§ **Natural language region descriptions**
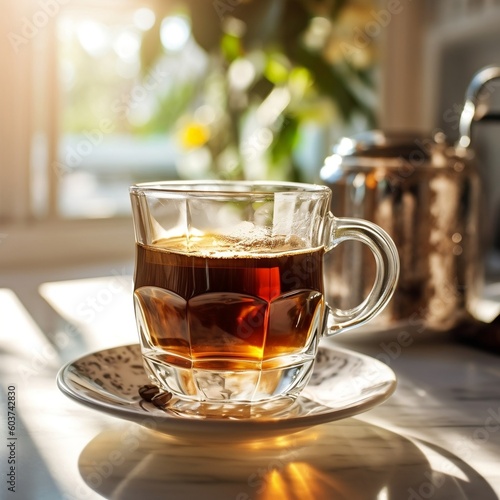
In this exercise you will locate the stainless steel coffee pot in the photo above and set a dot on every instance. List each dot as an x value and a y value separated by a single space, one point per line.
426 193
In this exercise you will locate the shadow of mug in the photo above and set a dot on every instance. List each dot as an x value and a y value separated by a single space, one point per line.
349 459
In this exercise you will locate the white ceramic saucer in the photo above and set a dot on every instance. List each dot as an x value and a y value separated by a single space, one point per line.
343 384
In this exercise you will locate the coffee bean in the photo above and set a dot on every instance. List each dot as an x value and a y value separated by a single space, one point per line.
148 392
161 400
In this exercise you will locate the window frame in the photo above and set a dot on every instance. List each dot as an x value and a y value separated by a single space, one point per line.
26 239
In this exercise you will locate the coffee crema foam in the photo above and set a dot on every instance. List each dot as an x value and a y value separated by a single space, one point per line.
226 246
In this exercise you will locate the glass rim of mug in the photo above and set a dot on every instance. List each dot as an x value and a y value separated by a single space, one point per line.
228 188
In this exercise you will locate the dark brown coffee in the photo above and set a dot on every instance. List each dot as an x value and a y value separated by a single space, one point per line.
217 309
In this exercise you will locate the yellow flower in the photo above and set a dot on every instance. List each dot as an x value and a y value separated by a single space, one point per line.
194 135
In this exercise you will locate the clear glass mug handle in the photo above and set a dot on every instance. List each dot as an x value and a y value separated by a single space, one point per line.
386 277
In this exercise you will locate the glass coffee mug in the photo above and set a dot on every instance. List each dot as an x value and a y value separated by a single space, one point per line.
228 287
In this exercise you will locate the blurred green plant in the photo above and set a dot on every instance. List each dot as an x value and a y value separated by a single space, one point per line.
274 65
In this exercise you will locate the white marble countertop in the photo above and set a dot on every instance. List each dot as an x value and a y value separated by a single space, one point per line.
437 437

§ **EXERCISE GOAL**
Apart from the pictures, return the records exactly.

§ **RESPONSE**
In this exercise you will locate the stainless steel coffee pot in the photo above and set a dot on every instance. List each dot as an x value and a y value separated by a single space, one point per line.
426 193
In this exercise you will locate the shadow of mug in the photo above and set a dot on every instance. List each dot as an x value and a y value separated by a single space, one point per line.
349 459
In this exercise you will locate the white ceramic saucer in the photo above and set a dot on every instance. List each dot as an x value and a y value separated by a single space, one point per line.
343 384
In this exercise you will locate the coffee bean in the photo above and set a dot on every instance. List each dot as an x value and a y value separated by a single space, one point per line.
148 392
161 400
In this exercise you will locate the window frame in the photo above and set a dot on every instance. List each dot as an x value and a y value separated by a single space, one point per line.
26 239
In this exercise you will locate the coffee crema foam in the photo above and set a dot on every instance. List each dot as an x value and a y value separated by a single space, one point per line.
226 246
In this exercise you will locate the glass rim of mug in the photo above and set a dot on every instance. List each dot as an x value and a y value separated by a single space, one point per line.
228 188
In this exercise you will locate the dark brown coffee in the photo above and set a dot on every instance. List each dot as an x value and a y value separated by a single space, one point per line.
217 309
In this exercise you will locate the yellow flower in the photo above and set a dot on every instance. List each dot as an x value and a y value separated by a single space, one point per line.
194 135
In this exercise you will locate the clear glass mug handle in the photo above and set a dot on every instance. List each dot as an x value and a y value separated by a single space, one point per line.
386 277
In this exercise you will locate the glass coffee mug in the photo above and set a dot on every instance. List each dot as an x value and a y value separated by a single space, one point per line.
228 287
In this exercise you will locate the blurred green plant in the photo above and set a dot on every instance. List each dot as an x value and a y value separated by a single space, one point per line.
274 65
In this exercise you will locate the white marble countertop in the photo above and set a dot on every instance. List each dot as an x value and a y value separated by a single space, one point per line.
437 437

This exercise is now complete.